**PASSAGE**
Danny Boyle hit an all-time high when he directed the Queen in the Olympic opening ceremony. But he’s equally happy with the more run-of-the-mill stars in his latest thriller Trance, he tells Steve Pratt

OSCAR-WINNING director Danny Boyle has made his Bond film and won’t be making another. It would, I suppose, be difficult to top an 007 movie in which Daniel Craig’s Bond girl was the Queen.

But Boyle isn’t about to use that Bond minimovie he made for the London 2012 opening ceremony to sit in the director’s chair on the next movie in the franchise.

“I love watching them, but they’re not my strength really. They’re a much bigger budget and much bigger organisation. It’s much more difficult to get more evangelical with a big organisation like that, which is how those films are made,” he says. “So I’ll carry on watching them is what I’ll do.”

What he likes is making movies developed by his own company (with producer Christian Colson) for under $20m, a price that enables him to keep control over what’s happening.

Excerpts from point annotation items

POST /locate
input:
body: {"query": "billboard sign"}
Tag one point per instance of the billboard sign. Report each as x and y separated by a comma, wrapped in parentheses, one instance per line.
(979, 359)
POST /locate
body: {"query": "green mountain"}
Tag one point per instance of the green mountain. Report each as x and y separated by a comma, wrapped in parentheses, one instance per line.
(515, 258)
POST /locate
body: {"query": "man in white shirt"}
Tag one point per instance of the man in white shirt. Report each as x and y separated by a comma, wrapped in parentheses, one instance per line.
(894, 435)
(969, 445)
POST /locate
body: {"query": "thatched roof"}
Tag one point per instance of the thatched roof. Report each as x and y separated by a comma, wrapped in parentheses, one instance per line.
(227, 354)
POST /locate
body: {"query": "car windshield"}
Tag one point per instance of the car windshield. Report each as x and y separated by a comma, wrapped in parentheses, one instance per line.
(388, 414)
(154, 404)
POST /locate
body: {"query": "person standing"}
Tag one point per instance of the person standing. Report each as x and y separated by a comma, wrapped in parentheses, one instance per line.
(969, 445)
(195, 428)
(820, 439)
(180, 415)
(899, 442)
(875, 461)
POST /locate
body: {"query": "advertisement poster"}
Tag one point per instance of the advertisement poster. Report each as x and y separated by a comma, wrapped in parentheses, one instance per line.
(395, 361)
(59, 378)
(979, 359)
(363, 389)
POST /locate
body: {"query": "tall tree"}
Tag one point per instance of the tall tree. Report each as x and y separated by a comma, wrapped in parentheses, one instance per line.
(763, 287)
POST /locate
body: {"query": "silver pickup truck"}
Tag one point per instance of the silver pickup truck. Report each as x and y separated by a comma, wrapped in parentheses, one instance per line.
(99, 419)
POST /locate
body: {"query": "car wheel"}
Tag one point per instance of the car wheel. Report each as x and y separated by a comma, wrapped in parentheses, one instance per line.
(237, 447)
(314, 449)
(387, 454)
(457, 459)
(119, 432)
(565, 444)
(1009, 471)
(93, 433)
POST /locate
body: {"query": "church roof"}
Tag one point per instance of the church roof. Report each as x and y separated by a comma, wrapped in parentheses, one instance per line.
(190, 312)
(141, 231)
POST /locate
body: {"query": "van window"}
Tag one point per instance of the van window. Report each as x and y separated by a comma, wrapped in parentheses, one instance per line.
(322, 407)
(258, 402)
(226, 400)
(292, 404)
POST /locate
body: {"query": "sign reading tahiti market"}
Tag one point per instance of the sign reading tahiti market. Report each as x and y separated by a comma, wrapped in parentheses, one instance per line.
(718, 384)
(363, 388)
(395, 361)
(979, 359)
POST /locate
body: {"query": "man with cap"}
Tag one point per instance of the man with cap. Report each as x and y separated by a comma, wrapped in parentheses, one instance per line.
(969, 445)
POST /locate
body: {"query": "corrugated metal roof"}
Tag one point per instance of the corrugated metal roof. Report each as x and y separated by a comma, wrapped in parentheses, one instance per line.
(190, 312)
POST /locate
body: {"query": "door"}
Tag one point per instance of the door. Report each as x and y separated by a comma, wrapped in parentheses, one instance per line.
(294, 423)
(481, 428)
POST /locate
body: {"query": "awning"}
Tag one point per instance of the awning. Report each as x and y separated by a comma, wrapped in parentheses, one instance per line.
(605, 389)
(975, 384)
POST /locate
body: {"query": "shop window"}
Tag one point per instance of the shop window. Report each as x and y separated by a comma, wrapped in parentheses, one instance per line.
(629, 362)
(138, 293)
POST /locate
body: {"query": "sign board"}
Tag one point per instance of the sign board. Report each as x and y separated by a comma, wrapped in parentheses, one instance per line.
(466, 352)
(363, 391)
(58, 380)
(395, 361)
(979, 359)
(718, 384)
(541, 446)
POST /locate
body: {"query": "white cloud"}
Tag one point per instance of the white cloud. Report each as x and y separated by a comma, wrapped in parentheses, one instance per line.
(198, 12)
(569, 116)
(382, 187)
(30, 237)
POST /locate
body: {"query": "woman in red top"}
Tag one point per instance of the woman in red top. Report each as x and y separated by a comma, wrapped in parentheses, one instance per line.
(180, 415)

**REQUIREMENT 1**
Answer the following questions using the Danny Boyle article.
(a) Whom did Boyle direct in the Olympic opening ceremony?
(b) What is the title of Boyle's latest thriller?
(c) With which producer does Boyle's company develop its films, and under what budget does he prefer to make them?
**REQUIREMENT 2**
Write the next part of the Danny Boyle article, picking up after its final sentence.
These items have no connection to the Danny Boyle article.

**TASK ANSWER 1**
(a) The Queen.
(b) Trance.
(c) Christian Colson; under $20m.

**TASK ANSWER 2**
He never saw staging the Olympic opening ceremony – a global success with audiences and critics alike – as part of any career plan, but acknowledges that it may colour people’s perceptions and opinions of his future work, including his latest film, psychological thriller Trance, starring James McAvoy, Vincent Cassel and Rosario Dawson.

“We always thought of it as a separate thing,” he says – the “we” emphasising the communal nature of his projects which have included such films as Slumdog Millionaire, Trainspotting, Shallow Grave, 28 Days Later and 127 Hours.

“I was really proud to do it,” he says. “We’d set it up in the right way and carried it on in the right way. You have to be very careful in my job – people lead you to believe you can control everything.

You can’t. Eventually you have to let the film go and then critics, fans, audiences assess it.”

The story influences the style, but he insists on certain things. “I like most of the films to be visceral, I like the films to burst in the door at the beginning. You know, there’s no apology for them arriving. It’s like wow, here you go, boom, boom. I don’t want you to do too much work at the beginning because I like to go ‘whoop, this is a film’ and then gradually you’re asked to do a bit more work.

“I try to work in a communal way. I set the story up on a voyage we’re all going on – and I’m evangelical about that. I try to sell the film to people, I ask them to take less money than they might be able to get elsewhere. I tell them how much the film is costing and that I want to keep it below that.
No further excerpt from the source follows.